=== Section Start ===

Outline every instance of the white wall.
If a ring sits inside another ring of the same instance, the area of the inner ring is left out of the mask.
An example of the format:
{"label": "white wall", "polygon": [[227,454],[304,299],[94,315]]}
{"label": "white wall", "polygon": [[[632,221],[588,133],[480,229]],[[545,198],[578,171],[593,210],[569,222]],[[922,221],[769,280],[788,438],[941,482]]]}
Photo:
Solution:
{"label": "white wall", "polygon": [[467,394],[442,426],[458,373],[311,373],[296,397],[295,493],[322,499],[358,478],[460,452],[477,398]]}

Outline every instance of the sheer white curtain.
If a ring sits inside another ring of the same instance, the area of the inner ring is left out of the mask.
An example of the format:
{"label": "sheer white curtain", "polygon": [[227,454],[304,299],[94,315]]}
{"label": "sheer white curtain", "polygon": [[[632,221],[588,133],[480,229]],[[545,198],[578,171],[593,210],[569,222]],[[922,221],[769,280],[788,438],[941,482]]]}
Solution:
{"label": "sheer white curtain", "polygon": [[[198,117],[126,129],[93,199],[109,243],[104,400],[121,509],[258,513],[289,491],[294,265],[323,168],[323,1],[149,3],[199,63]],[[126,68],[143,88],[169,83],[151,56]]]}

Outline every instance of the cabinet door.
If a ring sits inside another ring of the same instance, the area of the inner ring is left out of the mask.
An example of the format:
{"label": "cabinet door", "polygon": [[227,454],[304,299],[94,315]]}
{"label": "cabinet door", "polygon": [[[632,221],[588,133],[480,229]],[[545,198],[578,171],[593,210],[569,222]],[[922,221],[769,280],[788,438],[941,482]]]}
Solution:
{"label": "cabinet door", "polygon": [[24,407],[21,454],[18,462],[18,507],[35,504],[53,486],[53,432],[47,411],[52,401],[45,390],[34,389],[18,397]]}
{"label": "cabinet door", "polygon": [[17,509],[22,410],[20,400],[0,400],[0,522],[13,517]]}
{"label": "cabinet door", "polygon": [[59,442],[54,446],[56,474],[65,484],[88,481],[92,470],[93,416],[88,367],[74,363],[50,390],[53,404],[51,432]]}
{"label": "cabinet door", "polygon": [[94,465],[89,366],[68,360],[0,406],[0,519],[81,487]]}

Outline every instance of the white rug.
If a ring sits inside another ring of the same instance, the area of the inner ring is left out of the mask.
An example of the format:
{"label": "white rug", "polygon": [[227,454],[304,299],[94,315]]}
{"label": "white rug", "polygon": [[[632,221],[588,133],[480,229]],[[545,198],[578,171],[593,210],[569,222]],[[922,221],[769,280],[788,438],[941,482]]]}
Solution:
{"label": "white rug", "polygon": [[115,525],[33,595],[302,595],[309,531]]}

=== Section End ===

Problem description:
Everything in the material above is to be copied exactly.

Answer to the problem:
Outline every instance of the white wall.
If a ring sits inside another ring of the same instance, the area of the inner ring is left out of the mask.
An example of the format:
{"label": "white wall", "polygon": [[227,454],[304,299],[94,315]]}
{"label": "white wall", "polygon": [[[632,221],[588,133],[480,229]],[[545,198],[578,171],[593,210],[569,222]],[[922,221],[769,280],[788,438],[941,482]]]}
Photo:
Solution:
{"label": "white wall", "polygon": [[467,394],[442,426],[458,373],[311,373],[296,397],[295,493],[322,499],[358,478],[460,452],[477,398]]}

Outline every instance of the sheer white curtain.
If a ring sits inside another ring of the same instance, the area of the inner ring is left out of the mask.
An example of the format:
{"label": "sheer white curtain", "polygon": [[227,454],[304,299],[94,315]]}
{"label": "sheer white curtain", "polygon": [[[632,221],[588,133],[480,229]],[[545,198],[578,171],[593,210],[569,222]],[[922,221],[769,280],[788,438],[941,482]]]}
Solution:
{"label": "sheer white curtain", "polygon": [[[198,117],[126,129],[93,199],[109,243],[104,400],[121,509],[258,513],[289,491],[294,265],[323,168],[323,1],[149,3],[199,63]],[[126,68],[143,88],[169,83],[151,56]]]}

Outline every instance of the cabinet door.
If a ring sits inside another ring of the same instance, the area of the inner ring is left out of the mask.
An example of the format:
{"label": "cabinet door", "polygon": [[227,454],[304,299],[94,315]]}
{"label": "cabinet door", "polygon": [[[632,221],[588,133],[480,229]],[[545,198],[578,171],[593,210],[569,222]],[[922,221],[769,280],[788,438],[941,482]]]}
Solution:
{"label": "cabinet door", "polygon": [[24,407],[21,454],[18,462],[18,507],[35,504],[53,486],[53,432],[47,411],[52,401],[45,390],[34,389],[18,397]]}
{"label": "cabinet door", "polygon": [[17,509],[22,410],[20,400],[0,400],[0,522],[13,517]]}
{"label": "cabinet door", "polygon": [[59,442],[54,446],[56,474],[65,484],[88,481],[92,470],[93,416],[88,367],[74,363],[50,390],[53,404],[51,432]]}
{"label": "cabinet door", "polygon": [[94,465],[89,366],[68,360],[0,406],[0,519],[81,487]]}

Outline every instance of the white rug.
If a ring sits inside another ring of the same instance, the area of the inner ring is left out of the mask.
An example of the format:
{"label": "white rug", "polygon": [[227,454],[304,299],[94,315]]}
{"label": "white rug", "polygon": [[[632,221],[588,133],[480,229]],[[545,198],[578,171],[593,210],[569,222]],[[922,221],[769,280],[788,438],[941,482]]]}
Solution:
{"label": "white rug", "polygon": [[115,525],[33,595],[302,595],[309,531]]}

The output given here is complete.